• Activity: All lines from the opening of the entries below through the line containing "Target: bird's wing" must be output exactly as they appear, with no other lines.

• Records to process:
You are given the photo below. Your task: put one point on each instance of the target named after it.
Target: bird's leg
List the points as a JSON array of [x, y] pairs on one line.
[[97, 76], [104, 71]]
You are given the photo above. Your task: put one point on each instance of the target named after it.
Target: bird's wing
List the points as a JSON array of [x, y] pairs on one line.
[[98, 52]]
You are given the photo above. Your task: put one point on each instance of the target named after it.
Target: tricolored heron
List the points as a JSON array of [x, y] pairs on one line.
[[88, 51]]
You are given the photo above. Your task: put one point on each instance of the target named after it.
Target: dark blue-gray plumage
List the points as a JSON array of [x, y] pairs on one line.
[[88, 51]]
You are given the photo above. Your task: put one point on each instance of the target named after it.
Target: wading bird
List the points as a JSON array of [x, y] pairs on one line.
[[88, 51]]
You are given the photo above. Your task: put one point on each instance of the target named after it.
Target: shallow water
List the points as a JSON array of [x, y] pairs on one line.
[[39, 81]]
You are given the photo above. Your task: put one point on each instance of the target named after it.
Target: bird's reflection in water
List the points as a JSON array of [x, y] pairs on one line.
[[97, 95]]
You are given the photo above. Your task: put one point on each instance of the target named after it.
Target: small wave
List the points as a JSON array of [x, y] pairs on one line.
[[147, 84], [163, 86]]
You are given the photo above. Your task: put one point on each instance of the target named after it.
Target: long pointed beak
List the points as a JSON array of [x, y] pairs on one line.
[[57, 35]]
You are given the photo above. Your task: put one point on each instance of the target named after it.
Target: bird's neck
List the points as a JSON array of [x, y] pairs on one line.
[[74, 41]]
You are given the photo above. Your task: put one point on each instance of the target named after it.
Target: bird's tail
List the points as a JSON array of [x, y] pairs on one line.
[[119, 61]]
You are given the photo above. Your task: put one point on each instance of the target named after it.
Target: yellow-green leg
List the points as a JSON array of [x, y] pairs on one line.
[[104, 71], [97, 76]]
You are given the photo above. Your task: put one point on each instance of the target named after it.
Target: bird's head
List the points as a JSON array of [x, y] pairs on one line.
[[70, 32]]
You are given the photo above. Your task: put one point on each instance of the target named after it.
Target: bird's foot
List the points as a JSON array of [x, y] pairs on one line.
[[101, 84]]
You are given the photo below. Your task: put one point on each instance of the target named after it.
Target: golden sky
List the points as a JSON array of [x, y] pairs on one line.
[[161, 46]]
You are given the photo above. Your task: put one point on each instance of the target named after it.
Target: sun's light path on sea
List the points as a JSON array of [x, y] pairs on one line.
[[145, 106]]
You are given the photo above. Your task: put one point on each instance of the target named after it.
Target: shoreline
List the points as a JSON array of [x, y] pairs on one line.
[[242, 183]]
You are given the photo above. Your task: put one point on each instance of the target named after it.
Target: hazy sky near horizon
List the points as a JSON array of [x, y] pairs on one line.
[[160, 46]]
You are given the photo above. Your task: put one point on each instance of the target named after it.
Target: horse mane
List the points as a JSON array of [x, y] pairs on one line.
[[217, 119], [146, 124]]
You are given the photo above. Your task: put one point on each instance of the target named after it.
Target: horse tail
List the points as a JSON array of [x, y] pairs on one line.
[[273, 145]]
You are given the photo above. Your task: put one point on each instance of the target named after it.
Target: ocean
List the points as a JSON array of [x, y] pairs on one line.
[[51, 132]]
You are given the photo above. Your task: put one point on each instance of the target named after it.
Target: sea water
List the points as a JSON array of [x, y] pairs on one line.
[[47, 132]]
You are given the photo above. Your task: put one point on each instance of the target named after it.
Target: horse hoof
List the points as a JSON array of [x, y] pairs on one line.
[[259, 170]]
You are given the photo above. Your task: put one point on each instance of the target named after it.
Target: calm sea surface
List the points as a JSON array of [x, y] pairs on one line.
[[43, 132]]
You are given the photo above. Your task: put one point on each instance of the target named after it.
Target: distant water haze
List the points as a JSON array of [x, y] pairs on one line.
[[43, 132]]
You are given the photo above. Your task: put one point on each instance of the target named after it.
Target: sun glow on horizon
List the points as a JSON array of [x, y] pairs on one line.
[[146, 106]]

• Answer section:
You are given the photo below. Your task: put one point on each instance of the target named after it.
Target: bird's leg
List the points as a JSON array of [x, y] pairs on one line.
[[97, 76], [104, 71]]
You are given the photo above. Your task: put one point on each instance of the target named after it.
Target: bird's wing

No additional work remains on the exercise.